> _WHAT THE TASK REQUIRES_:
Beneath this task are records; count how many lines include the string "below" and answer with that number alone.

> _EXTRACTED DATA_:
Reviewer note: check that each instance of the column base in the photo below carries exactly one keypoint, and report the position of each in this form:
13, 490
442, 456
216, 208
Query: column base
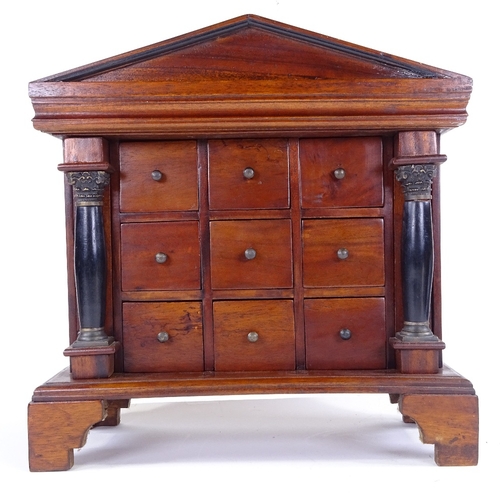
92, 362
417, 356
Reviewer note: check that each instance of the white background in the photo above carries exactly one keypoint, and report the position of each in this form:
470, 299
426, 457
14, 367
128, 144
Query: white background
288, 447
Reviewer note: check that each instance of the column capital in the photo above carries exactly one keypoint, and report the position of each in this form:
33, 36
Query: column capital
88, 187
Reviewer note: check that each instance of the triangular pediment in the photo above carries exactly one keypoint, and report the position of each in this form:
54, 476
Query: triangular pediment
249, 76
249, 48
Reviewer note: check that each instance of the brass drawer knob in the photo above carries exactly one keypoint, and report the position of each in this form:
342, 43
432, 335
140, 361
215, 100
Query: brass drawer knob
253, 337
339, 173
248, 173
250, 253
345, 334
342, 253
161, 257
156, 175
163, 337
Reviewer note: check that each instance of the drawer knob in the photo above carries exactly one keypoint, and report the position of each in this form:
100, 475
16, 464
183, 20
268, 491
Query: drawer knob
345, 334
156, 175
253, 337
250, 253
161, 257
342, 253
248, 173
339, 173
163, 337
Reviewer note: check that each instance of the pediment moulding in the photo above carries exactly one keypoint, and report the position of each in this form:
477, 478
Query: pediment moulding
249, 76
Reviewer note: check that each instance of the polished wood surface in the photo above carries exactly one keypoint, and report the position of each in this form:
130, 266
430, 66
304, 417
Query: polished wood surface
253, 227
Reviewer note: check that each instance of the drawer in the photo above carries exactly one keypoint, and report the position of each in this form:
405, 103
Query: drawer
158, 176
251, 254
254, 335
160, 256
162, 336
345, 333
343, 252
248, 174
337, 173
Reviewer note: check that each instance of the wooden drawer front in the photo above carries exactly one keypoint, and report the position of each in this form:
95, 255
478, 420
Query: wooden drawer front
271, 266
328, 320
175, 167
248, 174
322, 162
326, 263
142, 247
254, 335
162, 336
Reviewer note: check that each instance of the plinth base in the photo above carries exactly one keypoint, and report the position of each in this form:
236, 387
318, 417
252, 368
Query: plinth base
63, 410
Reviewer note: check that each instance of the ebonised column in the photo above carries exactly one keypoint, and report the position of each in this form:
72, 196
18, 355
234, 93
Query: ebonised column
417, 251
90, 256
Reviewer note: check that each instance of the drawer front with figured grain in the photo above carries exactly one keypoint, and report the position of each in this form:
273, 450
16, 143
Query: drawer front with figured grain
345, 333
341, 172
248, 173
160, 256
162, 336
158, 176
254, 335
343, 252
251, 254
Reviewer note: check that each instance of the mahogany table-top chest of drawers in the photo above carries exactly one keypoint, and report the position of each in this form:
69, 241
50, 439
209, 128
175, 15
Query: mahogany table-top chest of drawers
252, 209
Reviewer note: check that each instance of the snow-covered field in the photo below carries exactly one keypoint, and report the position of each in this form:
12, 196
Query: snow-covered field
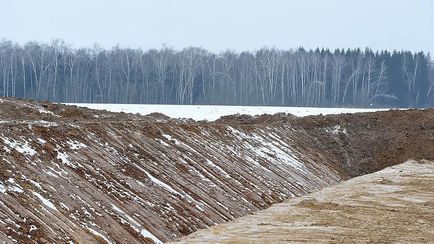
212, 112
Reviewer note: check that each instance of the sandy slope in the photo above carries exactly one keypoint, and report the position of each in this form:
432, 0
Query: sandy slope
393, 205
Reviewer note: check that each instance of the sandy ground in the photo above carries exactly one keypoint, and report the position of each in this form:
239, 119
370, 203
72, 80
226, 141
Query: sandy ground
393, 205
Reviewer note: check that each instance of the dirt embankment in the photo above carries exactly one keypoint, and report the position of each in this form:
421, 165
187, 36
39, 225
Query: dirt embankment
394, 205
77, 174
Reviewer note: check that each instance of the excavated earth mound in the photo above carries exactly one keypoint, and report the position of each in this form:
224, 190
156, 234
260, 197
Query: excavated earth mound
81, 175
394, 205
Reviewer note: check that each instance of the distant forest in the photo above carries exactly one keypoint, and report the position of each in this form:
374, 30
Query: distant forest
321, 77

> _YOUR SOLUTION_:
2